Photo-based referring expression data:
*-*-*

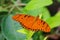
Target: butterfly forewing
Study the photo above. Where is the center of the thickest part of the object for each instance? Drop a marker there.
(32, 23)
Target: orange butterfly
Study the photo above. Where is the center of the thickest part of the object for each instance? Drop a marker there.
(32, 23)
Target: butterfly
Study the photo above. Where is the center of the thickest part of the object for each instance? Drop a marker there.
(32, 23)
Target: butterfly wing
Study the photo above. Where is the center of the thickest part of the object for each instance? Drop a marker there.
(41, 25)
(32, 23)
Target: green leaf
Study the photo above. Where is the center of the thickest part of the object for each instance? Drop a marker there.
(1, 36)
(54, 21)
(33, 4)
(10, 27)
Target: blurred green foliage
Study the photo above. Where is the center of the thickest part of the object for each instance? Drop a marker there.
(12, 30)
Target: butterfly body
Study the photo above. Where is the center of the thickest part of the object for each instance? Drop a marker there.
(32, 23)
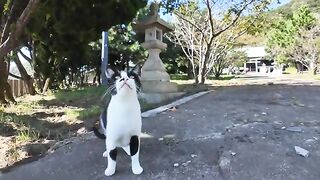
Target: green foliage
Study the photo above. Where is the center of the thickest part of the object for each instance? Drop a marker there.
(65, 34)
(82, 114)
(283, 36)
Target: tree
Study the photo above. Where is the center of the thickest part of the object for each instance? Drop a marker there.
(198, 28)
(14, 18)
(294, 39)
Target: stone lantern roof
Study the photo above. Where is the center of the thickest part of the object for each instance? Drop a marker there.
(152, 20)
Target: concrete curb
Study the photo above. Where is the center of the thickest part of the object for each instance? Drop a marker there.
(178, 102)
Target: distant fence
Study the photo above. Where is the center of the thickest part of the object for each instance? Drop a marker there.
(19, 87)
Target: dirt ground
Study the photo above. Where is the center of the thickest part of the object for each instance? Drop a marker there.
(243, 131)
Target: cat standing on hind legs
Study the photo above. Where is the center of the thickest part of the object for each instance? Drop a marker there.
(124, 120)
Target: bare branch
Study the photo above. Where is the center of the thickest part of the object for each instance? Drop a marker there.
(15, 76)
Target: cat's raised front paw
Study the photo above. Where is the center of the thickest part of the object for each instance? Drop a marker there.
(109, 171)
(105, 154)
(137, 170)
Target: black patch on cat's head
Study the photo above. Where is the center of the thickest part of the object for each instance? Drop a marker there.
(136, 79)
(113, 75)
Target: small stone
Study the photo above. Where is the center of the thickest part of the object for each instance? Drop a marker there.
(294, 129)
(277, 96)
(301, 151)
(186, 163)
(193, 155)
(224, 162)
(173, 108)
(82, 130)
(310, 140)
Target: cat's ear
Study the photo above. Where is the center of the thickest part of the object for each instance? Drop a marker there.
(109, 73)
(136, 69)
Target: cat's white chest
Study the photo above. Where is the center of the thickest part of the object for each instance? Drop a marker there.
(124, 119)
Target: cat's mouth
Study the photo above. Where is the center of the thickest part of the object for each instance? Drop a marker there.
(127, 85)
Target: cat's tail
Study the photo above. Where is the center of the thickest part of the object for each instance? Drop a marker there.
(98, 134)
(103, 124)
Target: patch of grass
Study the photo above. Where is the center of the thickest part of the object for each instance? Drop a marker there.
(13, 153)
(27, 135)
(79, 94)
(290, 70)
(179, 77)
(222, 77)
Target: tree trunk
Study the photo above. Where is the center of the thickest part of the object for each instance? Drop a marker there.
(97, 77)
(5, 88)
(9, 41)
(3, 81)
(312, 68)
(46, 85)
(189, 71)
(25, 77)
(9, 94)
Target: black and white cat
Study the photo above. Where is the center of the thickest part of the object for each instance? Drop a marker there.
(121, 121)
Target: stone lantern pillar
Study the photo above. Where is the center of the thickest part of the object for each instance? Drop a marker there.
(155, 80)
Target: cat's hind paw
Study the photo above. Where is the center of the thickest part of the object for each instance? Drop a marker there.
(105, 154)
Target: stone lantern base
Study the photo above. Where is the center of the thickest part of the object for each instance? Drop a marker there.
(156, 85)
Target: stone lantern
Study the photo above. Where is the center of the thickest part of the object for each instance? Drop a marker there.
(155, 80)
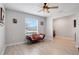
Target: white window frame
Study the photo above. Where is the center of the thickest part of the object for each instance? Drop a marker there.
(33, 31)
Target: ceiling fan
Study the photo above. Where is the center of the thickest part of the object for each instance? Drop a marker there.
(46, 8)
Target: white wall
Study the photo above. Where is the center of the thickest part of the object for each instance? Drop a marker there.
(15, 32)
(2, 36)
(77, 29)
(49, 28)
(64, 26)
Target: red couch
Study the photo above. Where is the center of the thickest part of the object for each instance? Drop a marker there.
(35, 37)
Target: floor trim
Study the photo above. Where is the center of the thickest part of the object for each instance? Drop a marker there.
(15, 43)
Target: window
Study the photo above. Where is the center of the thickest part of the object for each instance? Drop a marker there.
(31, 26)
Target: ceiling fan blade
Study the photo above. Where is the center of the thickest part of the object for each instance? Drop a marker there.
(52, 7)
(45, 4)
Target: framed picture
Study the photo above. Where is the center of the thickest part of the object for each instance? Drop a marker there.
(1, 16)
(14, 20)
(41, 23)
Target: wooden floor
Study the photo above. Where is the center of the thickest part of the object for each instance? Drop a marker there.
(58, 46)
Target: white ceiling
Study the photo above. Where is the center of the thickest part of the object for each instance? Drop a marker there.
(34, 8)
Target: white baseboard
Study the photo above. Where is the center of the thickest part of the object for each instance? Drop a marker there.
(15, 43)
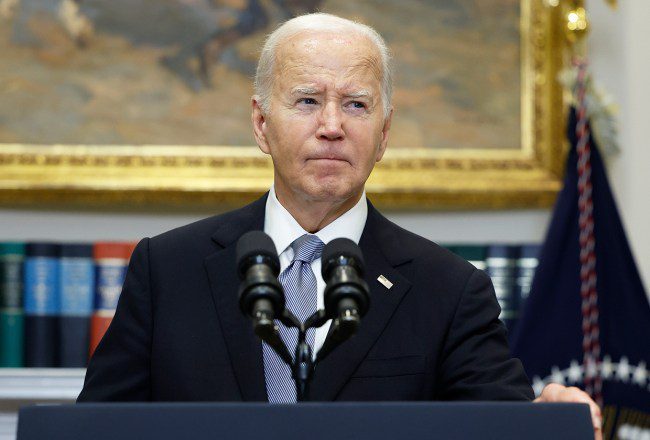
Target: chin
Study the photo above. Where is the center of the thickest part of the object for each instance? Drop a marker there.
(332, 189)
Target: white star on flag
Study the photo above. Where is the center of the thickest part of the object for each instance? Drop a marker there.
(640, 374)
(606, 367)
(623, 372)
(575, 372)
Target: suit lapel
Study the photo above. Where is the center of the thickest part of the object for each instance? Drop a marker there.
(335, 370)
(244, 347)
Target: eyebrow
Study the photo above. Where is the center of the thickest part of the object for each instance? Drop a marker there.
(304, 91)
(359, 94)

*-*-*

• PROBLEM REQUIREMENTS: Every entry above has to be repeated exactly, apart from its pictures.

• RESULT BELOW:
Target: butterfly forewing
Study the photo above. Where is the center of the thickest part of the object for each instance? Drop a marker there.
(32, 23)
Target: orange butterfly
Study the photo above. Where is the center of the thickest part of the object for each instance? Drop a marker there.
(32, 23)
Target: butterfly
Study the photo above. Where is the center of the thickest part of the object for each instance? Drop a marker there.
(32, 23)
Target: butterfly wing
Study the photo above. Where is the center of the thickest part of the object for each instance? Drop a marker there.
(41, 25)
(32, 23)
Target: green leaf
Study the photo above. Where is the center of the thickest part of the object for each instance? Drop a marker there.
(1, 36)
(54, 21)
(33, 4)
(10, 27)
Target: blurred green foliage
Study the photo above. Where is the center of the thickest part of the object for each instance? Drop a marker there.
(12, 30)
Target: butterfly body
Study the photo above. Where is the center of the thickest part of the object for each instance? Drop a marker there.
(32, 23)
Target: green foliage
Study the photo above. Where is the center of the thickest part of the object for each instance? Drop a marker there.
(65, 34)
(82, 114)
(283, 36)
Target: tree
Study the photo above. Where is the center of the thickest part of the object for each instance? Drop a marker there.
(198, 28)
(14, 18)
(294, 39)
Target: stone lantern roof
Study the photo above. Where is the center of the thickest part of the object for each instance? Drop a marker there.
(152, 20)
Target: concrete curb
Study the photo above. Where is the center of the thickest part of the object for each instance? Drop a marker there.
(178, 102)
Target: distant fence
Study the photo above. Where is the center of the thickest part of the object for each instance? Drop a marker there.
(19, 87)
Target: dirt ground
Study the photo above. Where is the center of the thickest part of the object for each instance? Drop a marker there.
(243, 131)
Target: cat standing on hind legs
Study the photo above. Where is the center of the thickest part of the object for each instance? Drop a marker there.
(124, 120)
Target: bare branch
Study the photo above. Where is the center of the thickest part of the object for each instance? Drop a marker there.
(15, 76)
Target: cat's raised front paw
Study the photo above. Where is the center of the thickest part of the object for each instance? Drop a marker there.
(109, 171)
(105, 154)
(137, 170)
Target: black patch on cat's head
Study the photo above. Where is the center of the thickest part of the object for each instance? Drop a marker there.
(136, 79)
(113, 75)
Target: small stone
Study the photo above. Where is the center of the thickest part of the object for each instance? Drop a marker there.
(294, 129)
(277, 96)
(301, 151)
(186, 163)
(193, 155)
(224, 162)
(173, 108)
(82, 130)
(310, 140)
Target: cat's ear
Study the photo above. Where is the center of the thickest part of the object for each instance? Drop a marker there.
(109, 73)
(136, 69)
Target: cat's white chest
Study the photo above. Where is the center of the thickest part of the object for each instance? Drop a marker there.
(124, 119)
Target: cat's mouth
Study the photo above. Where is the center of the thickest part of the object for each instance? Drop a marker there.
(127, 85)
Target: cat's tail
Study the photo above. Where is the center of the thickest part of the object for each instance? Drop a marker there.
(98, 134)
(103, 124)
Target: patch of grass
Study the photo above. Where is the center of the thickest part of the object for each instance? Drop a marker there.
(13, 153)
(27, 135)
(79, 94)
(290, 70)
(179, 77)
(222, 77)
Target: tree trunk
Study the photo above. Where is the center of the thickest part of the object for each instance? Drop a marker there.
(97, 77)
(5, 88)
(9, 41)
(3, 81)
(312, 68)
(46, 85)
(189, 71)
(25, 77)
(9, 94)
Target: black and white cat
Study the photo above. Where is the center of the thickest part of the object for each instance? Drop a marker there.
(121, 121)
Target: stone lantern pillar
Study the photo above. Where is the center of the thickest part of the object for each instance? Drop a marker there.
(155, 80)
Target: cat's hind paw
Study the photo above. Where is the center of the thickest part of the object for each instance? Drop a marker there.
(105, 154)
Target: stone lantern base
Study the photo above. Where is the center of the thickest part of the object for each instance? Drop a marker there.
(156, 85)
Target: stone lantern
Study the photo above. Where is the center of the thickest part of the object for each instance? Drop a marker there.
(155, 80)
Target: white window frame
Study the photo above. Where is the center of the thickest part of the object for each instance? Drop a marker there.
(33, 31)
Target: ceiling fan
Study the photo above. Where is the center of the thickest part of the object for each instance? Drop a marker there.
(46, 8)
Target: white wall
Study the photo above. Where is the center of the thickest part of the object for each instance? Drop a marker there.
(15, 32)
(2, 36)
(77, 29)
(49, 28)
(64, 26)
Target: red couch
Study the photo above. Where is the center of the thickest part of the object for each instance? Drop a marker there.
(35, 37)
Target: floor trim
Study the photo above. Where is the center of the thickest part of the object for each instance? Drop a marker there.
(15, 43)
Target: window
Study the photo above. Where is the center of the thickest part of the object for each instance? Drop a marker there.
(31, 26)
Target: ceiling fan blade
Study the photo above. Where is the center of the thickest part of the object for each instance? Drop a marker there.
(52, 7)
(45, 4)
Target: framed picture
Study the photo above. Where is the center of the thickest part of the object for each instance? Drop a marker there.
(1, 16)
(14, 20)
(41, 23)
Target: wooden floor
Study the photo above. Where is the center of the thickest part of the object for each instance? Drop a marker there.
(58, 46)
Target: white ceiling
Study the photo above. Where is the center of the thickest part of the object for each instance? Drop a marker there.
(34, 8)
Target: white baseboard
Study the photo above. Where is the center of the thickest part of the object for each instance? Drop a marker there.
(15, 43)
Target: chin
Study the photo above. Where is the center of the thickest part of the object for each instance? Drop a marker there.
(332, 189)
Target: white star on flag
Study the photo above. Where is the center of the thickest part of the object for each instance? Drop a marker there.
(640, 374)
(606, 367)
(623, 372)
(575, 372)
Target: suit lapel
Study the photo above. Where is the center of the thickest part of the object for each instance? Drop a marker there.
(335, 370)
(244, 347)
Target: eyebrow
Study the photo above. Where is the center of the thickest part of the object for each instance? Drop a marker there.
(304, 91)
(359, 94)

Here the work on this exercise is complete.